⟨
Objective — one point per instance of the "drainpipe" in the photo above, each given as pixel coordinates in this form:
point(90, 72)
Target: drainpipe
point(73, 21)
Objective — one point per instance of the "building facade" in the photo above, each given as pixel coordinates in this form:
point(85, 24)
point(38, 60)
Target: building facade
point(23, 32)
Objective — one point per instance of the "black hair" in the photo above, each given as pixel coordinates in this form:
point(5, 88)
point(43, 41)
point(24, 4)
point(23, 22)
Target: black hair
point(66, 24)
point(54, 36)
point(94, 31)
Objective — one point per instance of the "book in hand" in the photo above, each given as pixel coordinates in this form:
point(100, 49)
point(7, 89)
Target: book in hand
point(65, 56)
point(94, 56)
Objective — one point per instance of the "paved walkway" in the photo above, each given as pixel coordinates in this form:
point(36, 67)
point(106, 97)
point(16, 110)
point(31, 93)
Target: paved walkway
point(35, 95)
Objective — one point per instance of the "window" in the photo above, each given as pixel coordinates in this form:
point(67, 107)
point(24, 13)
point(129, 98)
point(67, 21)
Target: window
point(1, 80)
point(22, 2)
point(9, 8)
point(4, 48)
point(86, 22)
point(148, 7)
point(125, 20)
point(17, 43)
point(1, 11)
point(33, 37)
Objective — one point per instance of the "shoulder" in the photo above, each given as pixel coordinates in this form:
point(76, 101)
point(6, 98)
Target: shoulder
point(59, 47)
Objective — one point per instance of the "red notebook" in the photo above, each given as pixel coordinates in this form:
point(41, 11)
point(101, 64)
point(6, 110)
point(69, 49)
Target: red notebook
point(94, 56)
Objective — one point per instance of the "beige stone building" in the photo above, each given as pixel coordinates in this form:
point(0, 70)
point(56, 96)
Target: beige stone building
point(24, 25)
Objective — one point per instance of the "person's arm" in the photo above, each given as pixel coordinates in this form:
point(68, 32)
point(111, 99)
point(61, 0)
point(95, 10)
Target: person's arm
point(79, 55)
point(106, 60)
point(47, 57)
⟩
⟨
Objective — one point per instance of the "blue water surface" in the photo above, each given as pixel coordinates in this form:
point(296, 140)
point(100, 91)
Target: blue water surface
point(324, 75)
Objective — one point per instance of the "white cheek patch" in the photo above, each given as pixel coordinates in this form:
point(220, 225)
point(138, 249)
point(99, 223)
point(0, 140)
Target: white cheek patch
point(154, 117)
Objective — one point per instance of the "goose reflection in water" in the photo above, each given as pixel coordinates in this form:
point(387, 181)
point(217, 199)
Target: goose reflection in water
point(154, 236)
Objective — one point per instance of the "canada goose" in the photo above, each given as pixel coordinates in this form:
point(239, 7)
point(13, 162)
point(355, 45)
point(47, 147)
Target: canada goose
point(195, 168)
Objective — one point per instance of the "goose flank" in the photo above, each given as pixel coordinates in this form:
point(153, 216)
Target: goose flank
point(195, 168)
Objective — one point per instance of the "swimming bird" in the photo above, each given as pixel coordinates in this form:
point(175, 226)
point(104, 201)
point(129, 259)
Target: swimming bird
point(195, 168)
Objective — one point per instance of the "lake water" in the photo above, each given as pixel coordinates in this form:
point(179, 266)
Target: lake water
⟩
⟨
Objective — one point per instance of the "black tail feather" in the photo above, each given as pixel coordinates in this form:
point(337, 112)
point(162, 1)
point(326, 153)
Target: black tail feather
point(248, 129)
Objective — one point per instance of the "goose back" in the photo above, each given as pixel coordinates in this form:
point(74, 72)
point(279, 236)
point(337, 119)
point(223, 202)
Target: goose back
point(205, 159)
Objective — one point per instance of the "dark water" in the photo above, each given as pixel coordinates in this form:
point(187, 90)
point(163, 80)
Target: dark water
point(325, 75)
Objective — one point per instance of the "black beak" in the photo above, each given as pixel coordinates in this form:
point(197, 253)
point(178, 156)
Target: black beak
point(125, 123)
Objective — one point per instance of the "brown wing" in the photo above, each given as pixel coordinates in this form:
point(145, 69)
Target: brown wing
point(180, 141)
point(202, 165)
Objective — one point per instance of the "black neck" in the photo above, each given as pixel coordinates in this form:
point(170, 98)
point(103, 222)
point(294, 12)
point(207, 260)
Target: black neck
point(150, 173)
⟩
What to work on: Can you show every line of the material above that contains the word "dark"? Matches must have the same case.

Result:
Objective — one point per instance of the "dark water" in the photo above, each given as pixel coordinates in this form:
Target: dark water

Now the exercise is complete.